DATA FOR THIS EXERCISE ->
## begin

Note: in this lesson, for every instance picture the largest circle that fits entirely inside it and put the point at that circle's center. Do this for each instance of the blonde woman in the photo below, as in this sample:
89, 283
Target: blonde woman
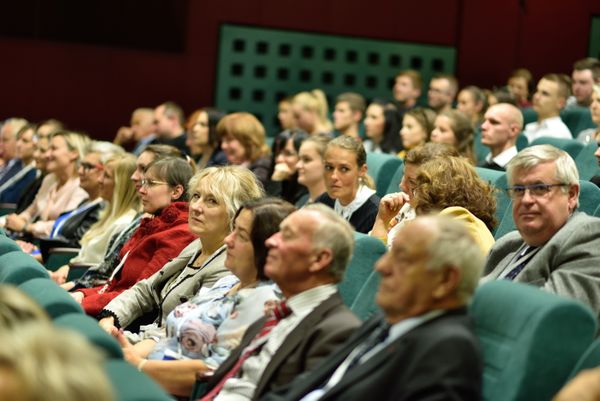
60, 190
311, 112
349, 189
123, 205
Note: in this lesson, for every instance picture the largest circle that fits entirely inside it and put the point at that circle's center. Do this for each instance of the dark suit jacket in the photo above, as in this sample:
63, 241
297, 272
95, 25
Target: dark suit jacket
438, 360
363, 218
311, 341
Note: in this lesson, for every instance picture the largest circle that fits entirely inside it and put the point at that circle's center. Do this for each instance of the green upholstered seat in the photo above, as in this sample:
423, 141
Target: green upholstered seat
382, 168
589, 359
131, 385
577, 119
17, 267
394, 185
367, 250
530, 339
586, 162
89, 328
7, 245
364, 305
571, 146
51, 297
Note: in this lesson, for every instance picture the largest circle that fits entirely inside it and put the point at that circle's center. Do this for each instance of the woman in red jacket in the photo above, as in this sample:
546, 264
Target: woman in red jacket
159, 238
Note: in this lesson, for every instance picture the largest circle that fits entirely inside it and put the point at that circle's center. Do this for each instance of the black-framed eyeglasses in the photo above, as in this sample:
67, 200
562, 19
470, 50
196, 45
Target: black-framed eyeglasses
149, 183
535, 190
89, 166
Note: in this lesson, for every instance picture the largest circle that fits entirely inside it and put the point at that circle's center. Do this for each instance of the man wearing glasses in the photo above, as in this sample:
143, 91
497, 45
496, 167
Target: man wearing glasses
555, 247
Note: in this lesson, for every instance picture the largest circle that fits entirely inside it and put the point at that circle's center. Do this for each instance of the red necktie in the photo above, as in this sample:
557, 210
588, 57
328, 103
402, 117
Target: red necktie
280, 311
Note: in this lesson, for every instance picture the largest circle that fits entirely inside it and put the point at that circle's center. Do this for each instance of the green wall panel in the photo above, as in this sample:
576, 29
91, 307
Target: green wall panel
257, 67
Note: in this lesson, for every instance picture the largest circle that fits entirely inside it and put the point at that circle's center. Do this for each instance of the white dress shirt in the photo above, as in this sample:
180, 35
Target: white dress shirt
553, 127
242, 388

## end
## begin

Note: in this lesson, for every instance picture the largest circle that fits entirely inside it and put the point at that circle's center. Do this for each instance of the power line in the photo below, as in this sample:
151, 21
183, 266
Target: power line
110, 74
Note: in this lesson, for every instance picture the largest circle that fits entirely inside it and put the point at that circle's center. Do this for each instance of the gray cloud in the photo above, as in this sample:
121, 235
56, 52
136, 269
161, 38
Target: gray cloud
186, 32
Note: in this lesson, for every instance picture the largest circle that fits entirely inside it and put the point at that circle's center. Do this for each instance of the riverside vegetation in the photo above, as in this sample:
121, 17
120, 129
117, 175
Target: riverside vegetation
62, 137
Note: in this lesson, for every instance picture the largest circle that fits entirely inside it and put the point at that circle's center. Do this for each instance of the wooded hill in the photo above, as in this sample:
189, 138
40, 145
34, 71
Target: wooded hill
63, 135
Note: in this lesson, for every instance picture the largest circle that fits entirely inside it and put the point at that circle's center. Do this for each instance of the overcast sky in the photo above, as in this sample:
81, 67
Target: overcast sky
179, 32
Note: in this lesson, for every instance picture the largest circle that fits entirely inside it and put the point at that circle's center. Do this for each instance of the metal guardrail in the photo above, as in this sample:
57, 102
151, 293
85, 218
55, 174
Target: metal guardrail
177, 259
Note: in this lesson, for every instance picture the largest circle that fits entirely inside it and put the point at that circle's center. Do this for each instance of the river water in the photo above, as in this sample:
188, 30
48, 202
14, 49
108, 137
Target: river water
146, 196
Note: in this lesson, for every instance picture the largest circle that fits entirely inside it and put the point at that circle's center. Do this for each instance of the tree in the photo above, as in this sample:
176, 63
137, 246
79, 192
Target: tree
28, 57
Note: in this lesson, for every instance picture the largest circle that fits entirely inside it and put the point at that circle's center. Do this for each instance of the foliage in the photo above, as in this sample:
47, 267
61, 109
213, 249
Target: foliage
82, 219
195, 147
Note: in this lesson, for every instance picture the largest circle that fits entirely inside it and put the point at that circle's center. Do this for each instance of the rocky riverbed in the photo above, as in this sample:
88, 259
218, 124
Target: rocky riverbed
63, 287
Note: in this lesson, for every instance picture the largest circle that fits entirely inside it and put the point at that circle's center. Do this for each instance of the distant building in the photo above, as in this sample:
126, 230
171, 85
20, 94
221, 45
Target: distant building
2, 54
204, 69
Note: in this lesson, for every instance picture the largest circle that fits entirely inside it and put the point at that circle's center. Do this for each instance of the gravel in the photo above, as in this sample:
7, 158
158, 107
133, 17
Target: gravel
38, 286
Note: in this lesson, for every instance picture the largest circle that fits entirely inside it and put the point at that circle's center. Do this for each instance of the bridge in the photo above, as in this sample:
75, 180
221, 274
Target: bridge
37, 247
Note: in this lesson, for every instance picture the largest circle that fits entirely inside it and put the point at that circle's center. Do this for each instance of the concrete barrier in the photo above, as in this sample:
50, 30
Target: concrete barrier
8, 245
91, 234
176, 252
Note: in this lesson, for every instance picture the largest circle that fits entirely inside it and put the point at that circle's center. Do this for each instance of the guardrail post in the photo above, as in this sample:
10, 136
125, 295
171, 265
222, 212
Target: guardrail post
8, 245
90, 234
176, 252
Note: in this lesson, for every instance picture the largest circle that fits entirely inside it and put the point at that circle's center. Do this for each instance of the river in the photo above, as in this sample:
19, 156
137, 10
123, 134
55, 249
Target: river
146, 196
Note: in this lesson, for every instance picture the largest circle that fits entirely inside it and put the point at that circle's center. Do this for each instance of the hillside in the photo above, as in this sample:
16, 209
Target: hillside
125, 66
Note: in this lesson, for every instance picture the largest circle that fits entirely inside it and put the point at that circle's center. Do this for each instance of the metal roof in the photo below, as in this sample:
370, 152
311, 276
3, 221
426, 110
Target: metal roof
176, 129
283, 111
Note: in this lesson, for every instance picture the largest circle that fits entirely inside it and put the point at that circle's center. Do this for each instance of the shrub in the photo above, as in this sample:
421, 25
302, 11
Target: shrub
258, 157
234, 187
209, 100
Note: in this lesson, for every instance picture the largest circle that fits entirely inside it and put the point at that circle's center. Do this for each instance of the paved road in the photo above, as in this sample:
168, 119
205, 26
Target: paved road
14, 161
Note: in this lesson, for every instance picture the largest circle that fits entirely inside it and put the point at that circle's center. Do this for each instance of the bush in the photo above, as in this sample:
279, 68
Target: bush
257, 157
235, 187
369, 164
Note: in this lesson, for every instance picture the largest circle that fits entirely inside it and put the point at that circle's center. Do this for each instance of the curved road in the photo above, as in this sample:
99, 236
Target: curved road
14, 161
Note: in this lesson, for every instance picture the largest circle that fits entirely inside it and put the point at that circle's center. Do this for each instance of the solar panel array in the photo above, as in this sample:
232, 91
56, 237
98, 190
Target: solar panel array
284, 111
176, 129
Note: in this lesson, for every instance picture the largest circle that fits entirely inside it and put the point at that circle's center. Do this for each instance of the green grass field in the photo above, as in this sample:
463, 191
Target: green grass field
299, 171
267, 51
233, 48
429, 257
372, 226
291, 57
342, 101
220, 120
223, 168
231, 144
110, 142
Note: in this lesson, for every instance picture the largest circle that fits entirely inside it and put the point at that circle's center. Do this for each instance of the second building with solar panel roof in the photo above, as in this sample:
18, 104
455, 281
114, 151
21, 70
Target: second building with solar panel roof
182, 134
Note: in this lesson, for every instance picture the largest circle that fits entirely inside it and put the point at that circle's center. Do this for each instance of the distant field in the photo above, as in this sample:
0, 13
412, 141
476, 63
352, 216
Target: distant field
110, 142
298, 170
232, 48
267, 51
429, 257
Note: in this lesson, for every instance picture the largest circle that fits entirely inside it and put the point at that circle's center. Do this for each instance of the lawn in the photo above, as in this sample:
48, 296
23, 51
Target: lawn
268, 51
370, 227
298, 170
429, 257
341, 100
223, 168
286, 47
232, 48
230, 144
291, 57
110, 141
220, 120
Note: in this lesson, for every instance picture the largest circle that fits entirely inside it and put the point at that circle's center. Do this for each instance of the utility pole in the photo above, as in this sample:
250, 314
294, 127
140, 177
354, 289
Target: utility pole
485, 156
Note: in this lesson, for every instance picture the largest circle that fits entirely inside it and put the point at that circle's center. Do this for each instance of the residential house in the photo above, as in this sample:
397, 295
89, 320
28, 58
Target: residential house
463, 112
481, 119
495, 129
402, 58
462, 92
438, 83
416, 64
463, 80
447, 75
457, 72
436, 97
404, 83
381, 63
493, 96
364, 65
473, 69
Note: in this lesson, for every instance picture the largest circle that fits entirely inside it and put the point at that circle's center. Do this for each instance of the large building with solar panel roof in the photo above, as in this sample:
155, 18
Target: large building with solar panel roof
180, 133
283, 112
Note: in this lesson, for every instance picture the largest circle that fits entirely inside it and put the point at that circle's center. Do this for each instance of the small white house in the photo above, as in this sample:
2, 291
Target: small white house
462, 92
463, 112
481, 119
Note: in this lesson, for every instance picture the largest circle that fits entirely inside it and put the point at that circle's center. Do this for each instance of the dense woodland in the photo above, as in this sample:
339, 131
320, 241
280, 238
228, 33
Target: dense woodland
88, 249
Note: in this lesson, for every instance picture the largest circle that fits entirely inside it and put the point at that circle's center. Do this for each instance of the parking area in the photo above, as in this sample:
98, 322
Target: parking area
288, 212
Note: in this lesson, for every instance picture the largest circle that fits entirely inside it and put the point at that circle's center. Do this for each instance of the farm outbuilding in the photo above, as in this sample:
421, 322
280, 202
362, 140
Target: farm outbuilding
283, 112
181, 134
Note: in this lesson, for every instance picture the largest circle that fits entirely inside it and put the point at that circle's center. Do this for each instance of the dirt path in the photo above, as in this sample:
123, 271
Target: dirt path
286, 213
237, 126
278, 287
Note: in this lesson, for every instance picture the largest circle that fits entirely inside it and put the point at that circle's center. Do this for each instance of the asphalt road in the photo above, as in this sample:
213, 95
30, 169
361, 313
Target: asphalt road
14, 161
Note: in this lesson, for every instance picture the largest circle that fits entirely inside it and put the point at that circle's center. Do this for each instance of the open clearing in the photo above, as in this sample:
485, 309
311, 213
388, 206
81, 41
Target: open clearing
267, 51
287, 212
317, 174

## end

Please report every line of the material above that contains the word "water", copying each such line in full.

Note: in this lesson, for every instance picture the largest circle that fits entirely inside it and put the point at that circle's center. Do this for each instance of the river water in the photo above, as in this sample:
Target: river water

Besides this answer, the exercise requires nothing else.